● **PASSAGE SHOWN**
↓↓↓

# Cool Video



## shawnd (May 16, 2007)

Hey everyone, I was checking out some bike videos when i found this site Ourstage.com. they have tons of videos and you can even vote on which ones you like the best, its really cool.  I found this BMX video http://www.ourstage.com/video/channel/11-action-sports/XTWLYOTJGION you should check it out and vote for it, i really like this kid and the more votes he gets....he might just get discovered.


----------



## madman (May 22, 2007)

Put A Helmet On!!!


----------



## cbcbd (May 22, 2007)

Radical!!


----------



## BeanoNYC (May 22, 2007)

Spammeriffic!


----------



## bvibert (May 22, 2007)

BeanoNYC said:


> Spammeriffic!



Yeah, but it is sorta on topic and I didn't feel like going through the whole deletion/banning process so I let it slide figuring it would just drop off the page eventually...  But you guys keep bumping it... :roll:


...Oh crap I just did it too...


----------



## BeanoNYC (May 22, 2007)

bvibert said:


> Yeah, but it is sorta on topic and I didn't feel like going through the whole deletion/banning process so I let it slide figuring it would just drop off the page eventually...  But you guys keep bumping it... :roll:
> 
> 
> ...Oh crap I just did it too...



Don't bump the spam!


----------



## Grassi21 (May 22, 2007)

BeanoNYC said:


> Don't bump the spam!



What does bump mean?  :dunce: ;-)


----------



## BeanoNYC (May 22, 2007)

Grassi21 said:


> What does bump mean?  :dunce: ;-)



Well, you see, the spammer gets luck every time someone comments because the thread get BUMPED to the top of the topic list.   

....so don't reply to a spam thread.  The mods hate it.


----------



## Grassi21 (May 22, 2007)

BeanoNYC said:


> Well, you see, the spammer gets luck every time someone comments because the thread get BUMPED to the top of the topic list.
> 
> ....so don't reply to a spam thread.  The mods hate it.



Thanks for the edumacation.  I will surely not post on this thread again...


----------



## Grassi21 (May 22, 2007)

See now I have to watch this video after all these bumps...


----------



## Grassi21 (May 22, 2007)

That's some steeze!


----------



## bvibert (May 22, 2007)

Thanks for your help and understanding guys.


----------



## andyzee (May 22, 2007)

bvibert said:


> Thanks for your help and understanding guys.

↑↑↑

● **SUPPLIED MATERIAL**
↓↓↓

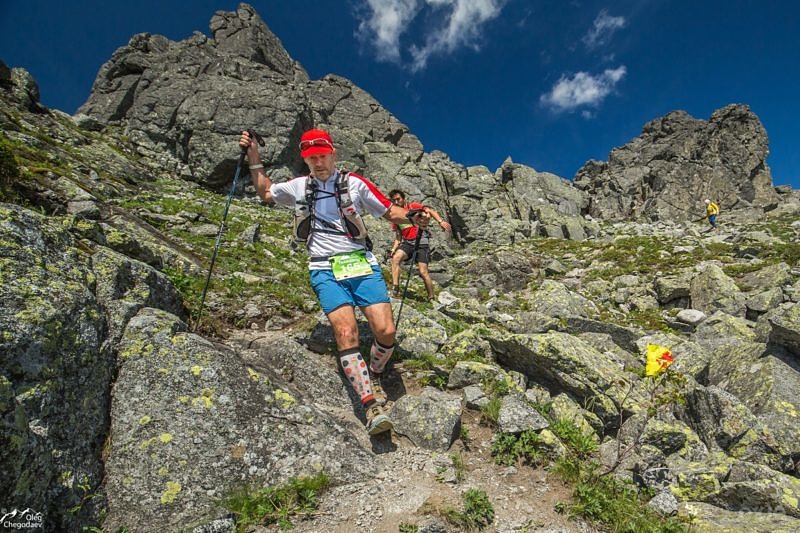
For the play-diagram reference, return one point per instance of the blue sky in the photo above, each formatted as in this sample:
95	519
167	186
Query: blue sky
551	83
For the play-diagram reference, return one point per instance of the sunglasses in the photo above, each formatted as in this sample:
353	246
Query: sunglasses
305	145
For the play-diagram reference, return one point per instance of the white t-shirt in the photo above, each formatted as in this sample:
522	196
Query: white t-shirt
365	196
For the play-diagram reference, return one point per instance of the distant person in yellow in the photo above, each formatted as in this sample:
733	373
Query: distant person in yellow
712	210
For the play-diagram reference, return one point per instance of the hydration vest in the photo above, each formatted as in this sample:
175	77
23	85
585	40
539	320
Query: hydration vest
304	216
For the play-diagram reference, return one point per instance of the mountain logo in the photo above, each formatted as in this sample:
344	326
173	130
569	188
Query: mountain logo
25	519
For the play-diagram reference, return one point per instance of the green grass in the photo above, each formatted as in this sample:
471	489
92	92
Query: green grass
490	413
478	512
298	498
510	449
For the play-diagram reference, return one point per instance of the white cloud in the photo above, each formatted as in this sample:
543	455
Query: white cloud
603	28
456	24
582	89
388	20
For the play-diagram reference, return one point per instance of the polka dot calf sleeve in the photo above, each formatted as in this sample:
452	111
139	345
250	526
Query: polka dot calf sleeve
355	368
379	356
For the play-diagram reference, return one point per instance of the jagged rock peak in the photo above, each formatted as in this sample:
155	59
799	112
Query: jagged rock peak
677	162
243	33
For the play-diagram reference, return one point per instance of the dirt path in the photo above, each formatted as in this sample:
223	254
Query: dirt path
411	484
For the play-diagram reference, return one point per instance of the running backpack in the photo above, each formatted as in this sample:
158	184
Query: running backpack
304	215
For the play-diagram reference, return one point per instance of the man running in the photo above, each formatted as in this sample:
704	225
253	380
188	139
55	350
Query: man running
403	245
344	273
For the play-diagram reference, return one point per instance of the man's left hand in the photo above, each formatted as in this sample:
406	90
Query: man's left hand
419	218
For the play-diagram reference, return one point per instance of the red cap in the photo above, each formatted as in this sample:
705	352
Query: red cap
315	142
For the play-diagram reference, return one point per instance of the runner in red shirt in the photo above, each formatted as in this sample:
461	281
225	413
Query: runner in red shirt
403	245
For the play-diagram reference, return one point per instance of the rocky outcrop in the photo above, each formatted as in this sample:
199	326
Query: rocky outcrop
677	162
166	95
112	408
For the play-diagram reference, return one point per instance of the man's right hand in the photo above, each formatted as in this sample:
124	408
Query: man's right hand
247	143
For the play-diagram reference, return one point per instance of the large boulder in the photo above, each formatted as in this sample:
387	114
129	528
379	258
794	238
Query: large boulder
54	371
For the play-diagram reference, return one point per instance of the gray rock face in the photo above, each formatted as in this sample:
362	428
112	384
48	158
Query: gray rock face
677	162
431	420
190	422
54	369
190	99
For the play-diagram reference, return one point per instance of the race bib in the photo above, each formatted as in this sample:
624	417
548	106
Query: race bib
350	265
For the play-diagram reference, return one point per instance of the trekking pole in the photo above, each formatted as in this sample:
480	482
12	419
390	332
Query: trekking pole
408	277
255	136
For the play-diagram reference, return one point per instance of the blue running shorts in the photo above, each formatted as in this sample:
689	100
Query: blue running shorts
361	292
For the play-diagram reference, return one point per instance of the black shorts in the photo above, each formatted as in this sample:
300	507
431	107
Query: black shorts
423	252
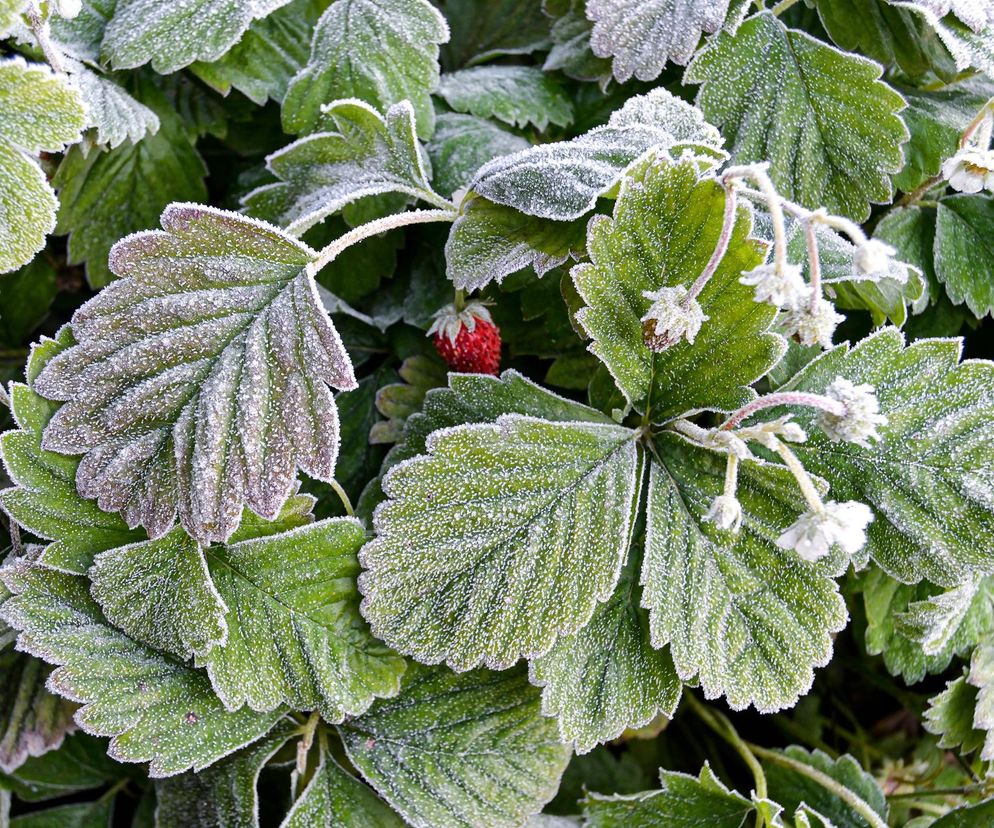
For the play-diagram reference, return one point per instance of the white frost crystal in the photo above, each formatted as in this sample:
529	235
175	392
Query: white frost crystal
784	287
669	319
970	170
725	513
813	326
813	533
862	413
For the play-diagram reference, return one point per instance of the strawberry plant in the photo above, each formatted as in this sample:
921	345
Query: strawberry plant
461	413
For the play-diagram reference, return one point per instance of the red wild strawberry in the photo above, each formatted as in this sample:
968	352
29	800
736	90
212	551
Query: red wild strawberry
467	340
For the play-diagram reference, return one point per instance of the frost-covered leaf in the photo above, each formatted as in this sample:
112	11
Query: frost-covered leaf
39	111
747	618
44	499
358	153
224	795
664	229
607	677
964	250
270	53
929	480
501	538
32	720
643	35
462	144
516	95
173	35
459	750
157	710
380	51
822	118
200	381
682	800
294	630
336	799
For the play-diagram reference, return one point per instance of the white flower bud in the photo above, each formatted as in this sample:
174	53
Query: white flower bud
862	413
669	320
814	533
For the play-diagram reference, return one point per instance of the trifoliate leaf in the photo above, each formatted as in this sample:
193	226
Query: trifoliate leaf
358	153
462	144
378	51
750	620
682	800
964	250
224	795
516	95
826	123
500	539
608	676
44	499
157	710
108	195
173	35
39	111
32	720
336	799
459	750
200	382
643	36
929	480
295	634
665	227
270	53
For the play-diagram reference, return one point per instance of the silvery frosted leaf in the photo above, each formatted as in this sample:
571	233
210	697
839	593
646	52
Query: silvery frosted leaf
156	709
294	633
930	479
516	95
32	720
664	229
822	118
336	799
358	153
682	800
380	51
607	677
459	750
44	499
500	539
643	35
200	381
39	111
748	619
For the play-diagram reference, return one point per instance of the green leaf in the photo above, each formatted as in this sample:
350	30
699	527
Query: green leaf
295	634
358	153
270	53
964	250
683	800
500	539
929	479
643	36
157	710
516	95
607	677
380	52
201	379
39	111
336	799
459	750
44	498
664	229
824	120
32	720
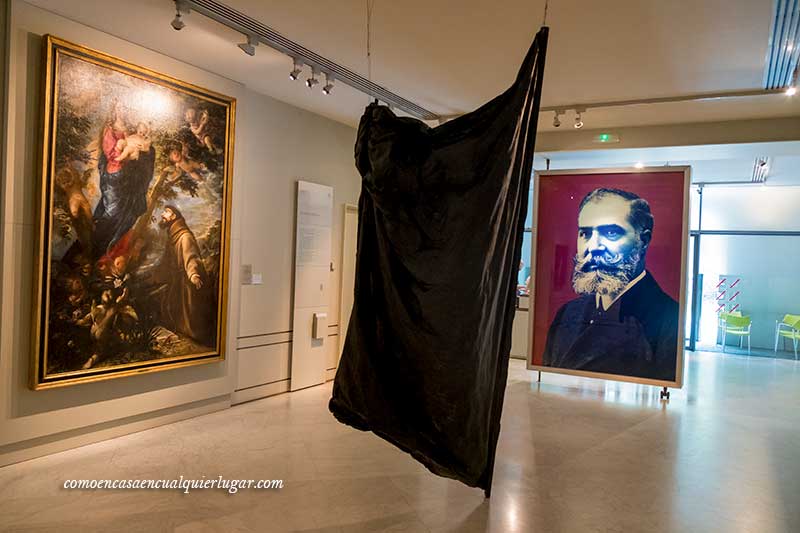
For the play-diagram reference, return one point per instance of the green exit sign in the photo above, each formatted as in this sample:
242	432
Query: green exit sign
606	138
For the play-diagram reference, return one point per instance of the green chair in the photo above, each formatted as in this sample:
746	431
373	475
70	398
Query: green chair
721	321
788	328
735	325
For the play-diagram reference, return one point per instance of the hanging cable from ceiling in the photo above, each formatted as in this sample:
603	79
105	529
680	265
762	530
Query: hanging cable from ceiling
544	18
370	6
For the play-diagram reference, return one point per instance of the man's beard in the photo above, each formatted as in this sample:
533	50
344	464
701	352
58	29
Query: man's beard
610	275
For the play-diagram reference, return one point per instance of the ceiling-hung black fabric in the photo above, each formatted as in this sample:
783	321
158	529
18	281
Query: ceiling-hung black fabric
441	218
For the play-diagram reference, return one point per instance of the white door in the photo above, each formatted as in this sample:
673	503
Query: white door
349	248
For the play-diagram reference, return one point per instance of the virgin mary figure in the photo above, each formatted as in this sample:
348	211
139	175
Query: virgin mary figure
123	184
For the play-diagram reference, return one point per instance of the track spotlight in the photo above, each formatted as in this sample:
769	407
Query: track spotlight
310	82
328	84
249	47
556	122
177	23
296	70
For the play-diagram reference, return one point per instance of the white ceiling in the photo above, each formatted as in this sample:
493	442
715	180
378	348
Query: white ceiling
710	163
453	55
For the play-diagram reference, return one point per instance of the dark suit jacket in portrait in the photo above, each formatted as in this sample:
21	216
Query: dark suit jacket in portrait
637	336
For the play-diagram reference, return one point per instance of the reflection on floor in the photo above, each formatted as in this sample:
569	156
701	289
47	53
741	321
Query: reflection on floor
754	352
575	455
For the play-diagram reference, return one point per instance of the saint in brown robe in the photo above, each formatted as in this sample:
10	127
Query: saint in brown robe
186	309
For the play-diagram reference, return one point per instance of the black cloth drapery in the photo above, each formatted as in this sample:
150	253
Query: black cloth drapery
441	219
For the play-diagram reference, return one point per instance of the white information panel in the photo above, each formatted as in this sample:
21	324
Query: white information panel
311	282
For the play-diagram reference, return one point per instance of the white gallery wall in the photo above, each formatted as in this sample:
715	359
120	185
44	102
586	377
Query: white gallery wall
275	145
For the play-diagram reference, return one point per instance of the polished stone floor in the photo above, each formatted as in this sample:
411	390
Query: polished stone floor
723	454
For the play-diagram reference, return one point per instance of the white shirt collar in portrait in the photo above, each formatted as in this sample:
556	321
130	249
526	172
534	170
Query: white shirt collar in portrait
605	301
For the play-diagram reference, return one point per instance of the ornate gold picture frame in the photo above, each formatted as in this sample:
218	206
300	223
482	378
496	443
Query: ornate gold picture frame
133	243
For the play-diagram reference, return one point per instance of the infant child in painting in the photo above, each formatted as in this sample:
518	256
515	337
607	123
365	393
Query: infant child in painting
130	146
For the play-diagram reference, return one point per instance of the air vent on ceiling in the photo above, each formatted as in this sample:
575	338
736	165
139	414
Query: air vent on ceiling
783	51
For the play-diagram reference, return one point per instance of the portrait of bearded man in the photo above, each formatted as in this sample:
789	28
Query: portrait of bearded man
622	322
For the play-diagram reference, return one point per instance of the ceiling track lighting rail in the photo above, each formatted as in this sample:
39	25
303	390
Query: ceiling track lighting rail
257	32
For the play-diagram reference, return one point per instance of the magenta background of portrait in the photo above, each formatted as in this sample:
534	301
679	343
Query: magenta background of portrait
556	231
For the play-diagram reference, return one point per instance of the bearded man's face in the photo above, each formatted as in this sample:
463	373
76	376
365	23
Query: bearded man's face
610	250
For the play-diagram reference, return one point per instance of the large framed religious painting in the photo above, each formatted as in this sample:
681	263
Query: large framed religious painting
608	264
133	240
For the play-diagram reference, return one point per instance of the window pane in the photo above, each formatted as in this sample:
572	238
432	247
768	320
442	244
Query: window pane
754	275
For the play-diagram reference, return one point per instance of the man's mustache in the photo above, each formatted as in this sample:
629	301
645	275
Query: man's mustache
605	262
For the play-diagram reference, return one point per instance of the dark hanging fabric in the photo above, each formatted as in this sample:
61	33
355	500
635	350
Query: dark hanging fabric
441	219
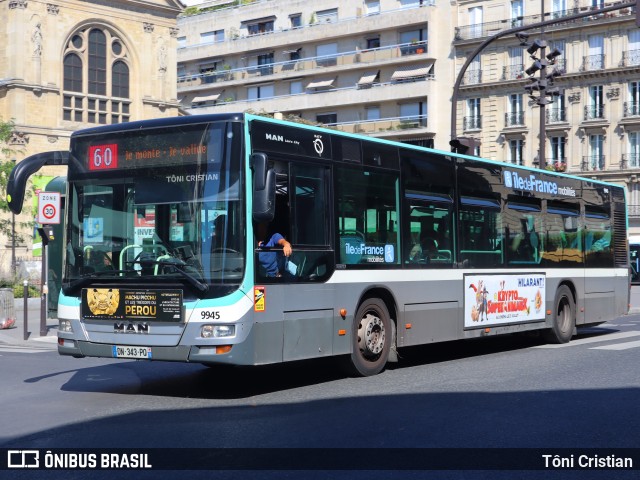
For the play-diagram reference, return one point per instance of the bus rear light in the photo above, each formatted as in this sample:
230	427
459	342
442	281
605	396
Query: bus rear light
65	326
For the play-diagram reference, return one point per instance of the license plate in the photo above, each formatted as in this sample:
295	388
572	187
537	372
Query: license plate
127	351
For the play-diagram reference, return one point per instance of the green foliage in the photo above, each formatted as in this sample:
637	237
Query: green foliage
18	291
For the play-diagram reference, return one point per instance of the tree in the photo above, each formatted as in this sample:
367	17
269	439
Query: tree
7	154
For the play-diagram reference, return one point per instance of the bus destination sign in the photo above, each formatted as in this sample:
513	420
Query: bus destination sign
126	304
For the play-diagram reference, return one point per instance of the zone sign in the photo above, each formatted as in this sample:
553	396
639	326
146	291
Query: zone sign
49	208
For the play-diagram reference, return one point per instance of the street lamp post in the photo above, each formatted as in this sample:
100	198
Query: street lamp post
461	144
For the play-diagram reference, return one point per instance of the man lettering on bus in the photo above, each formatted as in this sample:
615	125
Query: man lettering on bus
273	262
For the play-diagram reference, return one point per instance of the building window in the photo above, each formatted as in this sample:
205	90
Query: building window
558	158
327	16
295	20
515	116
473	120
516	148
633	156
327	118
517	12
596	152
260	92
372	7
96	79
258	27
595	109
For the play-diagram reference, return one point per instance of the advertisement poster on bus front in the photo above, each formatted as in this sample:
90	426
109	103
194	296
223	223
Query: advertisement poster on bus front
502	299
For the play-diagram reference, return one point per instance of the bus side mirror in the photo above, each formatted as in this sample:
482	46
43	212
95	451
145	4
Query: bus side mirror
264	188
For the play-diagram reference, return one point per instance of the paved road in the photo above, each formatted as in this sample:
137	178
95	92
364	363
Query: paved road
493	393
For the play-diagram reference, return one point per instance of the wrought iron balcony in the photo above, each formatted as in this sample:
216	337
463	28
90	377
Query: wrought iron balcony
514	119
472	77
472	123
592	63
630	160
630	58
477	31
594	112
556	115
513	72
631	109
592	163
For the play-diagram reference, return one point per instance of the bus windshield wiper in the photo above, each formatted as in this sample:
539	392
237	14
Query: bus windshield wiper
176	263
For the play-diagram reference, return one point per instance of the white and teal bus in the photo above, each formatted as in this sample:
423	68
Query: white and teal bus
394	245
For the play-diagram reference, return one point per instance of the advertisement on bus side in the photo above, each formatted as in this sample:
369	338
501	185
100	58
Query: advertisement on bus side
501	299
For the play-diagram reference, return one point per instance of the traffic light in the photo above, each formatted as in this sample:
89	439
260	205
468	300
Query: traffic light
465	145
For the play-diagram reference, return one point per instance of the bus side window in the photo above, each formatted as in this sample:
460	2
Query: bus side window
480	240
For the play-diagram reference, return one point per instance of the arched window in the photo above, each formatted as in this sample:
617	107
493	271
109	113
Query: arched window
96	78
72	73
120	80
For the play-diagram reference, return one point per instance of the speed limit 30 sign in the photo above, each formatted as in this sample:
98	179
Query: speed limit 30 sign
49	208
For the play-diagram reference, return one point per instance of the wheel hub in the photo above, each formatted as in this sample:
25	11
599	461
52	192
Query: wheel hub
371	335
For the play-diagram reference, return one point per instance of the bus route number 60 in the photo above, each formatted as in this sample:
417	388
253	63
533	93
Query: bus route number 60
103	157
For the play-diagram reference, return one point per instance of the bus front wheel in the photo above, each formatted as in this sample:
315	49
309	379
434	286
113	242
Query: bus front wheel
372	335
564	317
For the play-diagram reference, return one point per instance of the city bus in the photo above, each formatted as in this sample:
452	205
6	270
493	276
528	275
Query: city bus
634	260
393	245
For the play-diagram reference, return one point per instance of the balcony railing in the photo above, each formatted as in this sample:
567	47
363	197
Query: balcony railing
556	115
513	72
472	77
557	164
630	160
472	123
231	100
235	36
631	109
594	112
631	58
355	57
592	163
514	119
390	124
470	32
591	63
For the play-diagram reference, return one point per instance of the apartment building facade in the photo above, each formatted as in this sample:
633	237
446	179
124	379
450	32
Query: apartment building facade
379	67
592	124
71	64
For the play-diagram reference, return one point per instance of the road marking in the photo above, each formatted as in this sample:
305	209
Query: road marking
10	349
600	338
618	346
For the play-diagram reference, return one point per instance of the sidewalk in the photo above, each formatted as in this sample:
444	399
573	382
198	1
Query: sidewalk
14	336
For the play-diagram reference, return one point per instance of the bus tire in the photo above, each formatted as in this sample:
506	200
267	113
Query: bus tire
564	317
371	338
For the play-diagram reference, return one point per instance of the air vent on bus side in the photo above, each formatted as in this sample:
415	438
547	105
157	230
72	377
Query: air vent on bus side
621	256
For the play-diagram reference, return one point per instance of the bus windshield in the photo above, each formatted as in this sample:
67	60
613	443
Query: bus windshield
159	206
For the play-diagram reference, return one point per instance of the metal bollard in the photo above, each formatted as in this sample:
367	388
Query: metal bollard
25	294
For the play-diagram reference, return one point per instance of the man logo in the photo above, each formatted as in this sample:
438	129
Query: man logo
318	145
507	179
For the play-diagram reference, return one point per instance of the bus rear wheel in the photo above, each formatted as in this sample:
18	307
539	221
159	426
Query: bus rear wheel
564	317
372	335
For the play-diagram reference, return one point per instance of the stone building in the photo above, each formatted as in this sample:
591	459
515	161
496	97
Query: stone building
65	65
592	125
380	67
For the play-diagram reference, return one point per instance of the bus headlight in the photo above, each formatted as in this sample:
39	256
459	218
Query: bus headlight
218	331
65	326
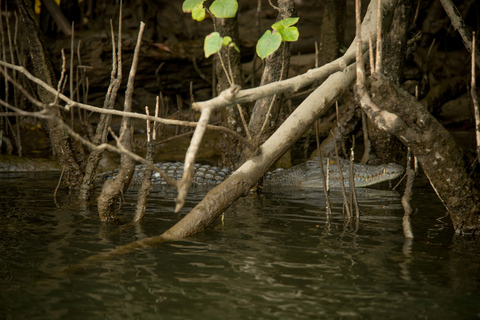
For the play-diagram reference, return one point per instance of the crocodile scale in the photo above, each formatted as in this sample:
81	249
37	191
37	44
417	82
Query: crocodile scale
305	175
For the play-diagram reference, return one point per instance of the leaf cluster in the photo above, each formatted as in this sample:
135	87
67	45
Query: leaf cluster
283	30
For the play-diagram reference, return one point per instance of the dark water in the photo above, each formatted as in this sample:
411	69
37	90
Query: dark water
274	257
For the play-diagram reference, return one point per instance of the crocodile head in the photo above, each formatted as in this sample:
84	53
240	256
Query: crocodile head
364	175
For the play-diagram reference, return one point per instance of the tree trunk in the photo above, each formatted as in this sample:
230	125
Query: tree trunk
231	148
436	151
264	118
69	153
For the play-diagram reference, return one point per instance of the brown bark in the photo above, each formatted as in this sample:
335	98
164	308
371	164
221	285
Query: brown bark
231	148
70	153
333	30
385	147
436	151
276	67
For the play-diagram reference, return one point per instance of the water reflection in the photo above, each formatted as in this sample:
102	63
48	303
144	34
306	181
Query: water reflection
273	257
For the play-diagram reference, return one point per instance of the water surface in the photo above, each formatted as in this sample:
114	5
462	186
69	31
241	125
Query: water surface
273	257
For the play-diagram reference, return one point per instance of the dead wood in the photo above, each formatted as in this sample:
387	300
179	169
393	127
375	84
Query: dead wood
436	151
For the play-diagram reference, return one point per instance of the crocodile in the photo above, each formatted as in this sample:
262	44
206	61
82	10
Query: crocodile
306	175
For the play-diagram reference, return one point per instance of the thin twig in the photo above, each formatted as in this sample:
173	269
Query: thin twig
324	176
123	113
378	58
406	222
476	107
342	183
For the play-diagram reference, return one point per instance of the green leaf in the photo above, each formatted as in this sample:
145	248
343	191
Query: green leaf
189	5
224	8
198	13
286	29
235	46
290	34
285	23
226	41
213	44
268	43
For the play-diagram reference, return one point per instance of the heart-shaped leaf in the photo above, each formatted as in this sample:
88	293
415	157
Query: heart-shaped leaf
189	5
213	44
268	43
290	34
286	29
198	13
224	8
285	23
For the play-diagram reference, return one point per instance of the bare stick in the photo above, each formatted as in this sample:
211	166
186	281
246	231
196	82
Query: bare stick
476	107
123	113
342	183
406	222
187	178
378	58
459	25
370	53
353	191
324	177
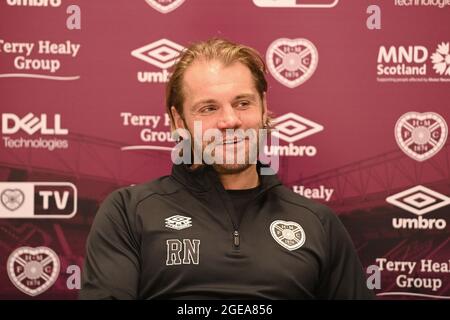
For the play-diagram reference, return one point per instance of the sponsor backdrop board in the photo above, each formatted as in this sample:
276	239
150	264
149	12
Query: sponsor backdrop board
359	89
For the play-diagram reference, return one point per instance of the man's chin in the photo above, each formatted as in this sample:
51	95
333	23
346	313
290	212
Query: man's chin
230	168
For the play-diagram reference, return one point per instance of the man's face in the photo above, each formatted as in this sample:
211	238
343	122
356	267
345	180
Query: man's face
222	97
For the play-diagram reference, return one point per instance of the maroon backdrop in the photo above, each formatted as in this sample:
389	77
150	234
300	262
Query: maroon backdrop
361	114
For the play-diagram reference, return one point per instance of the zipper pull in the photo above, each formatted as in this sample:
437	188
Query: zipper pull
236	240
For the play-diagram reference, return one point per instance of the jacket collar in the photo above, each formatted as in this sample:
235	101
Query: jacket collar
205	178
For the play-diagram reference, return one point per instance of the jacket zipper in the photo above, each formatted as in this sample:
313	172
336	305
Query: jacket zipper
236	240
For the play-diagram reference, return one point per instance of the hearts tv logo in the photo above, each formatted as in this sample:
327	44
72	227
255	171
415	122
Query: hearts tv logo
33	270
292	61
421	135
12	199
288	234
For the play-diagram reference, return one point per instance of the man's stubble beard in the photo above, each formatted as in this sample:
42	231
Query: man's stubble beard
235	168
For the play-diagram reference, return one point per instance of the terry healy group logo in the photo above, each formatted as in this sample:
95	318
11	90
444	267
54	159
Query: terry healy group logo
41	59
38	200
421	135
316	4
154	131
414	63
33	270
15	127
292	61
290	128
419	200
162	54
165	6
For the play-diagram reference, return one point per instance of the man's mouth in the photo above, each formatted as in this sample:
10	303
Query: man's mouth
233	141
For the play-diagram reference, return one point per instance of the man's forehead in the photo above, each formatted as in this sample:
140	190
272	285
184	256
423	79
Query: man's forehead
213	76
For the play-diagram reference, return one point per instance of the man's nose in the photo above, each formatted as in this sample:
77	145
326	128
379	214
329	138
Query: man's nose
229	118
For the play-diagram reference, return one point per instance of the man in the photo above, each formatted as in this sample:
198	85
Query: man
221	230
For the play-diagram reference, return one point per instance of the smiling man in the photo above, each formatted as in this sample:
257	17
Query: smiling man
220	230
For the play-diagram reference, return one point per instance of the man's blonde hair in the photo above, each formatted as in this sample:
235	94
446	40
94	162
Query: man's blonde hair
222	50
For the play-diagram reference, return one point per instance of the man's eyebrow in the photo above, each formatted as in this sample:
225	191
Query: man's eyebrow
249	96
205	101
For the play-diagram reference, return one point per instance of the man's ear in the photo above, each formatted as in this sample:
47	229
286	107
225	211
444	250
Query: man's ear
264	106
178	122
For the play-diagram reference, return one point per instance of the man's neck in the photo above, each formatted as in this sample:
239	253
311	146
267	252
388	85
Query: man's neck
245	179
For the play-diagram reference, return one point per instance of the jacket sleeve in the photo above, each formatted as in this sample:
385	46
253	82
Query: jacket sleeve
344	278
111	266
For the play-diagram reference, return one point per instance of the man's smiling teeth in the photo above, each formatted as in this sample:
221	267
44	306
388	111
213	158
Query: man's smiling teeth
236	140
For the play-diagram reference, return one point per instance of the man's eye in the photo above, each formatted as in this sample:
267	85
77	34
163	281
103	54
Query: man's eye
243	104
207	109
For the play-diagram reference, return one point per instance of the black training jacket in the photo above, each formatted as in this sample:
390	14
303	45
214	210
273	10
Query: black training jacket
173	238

↑↑↑

● **REQUIRED ACTIONS**
- A) In the bike video thread, what website did shawnd come across while checking out bike videos?
- B) Repeat the stretch of the bike video thread from "Thanks for the" through "all these bumps...", substituting "education" for "edumacation".
Answer from the thread itself, not from the data.

● **COMPLETE ANSWERS**
- A) Ourstage.com

- B)
Thanks for the education.  I will surely not post on this thread again...


----------



## Grassi21 (May 22, 2007)

See now I have to watch this video after all these bumps...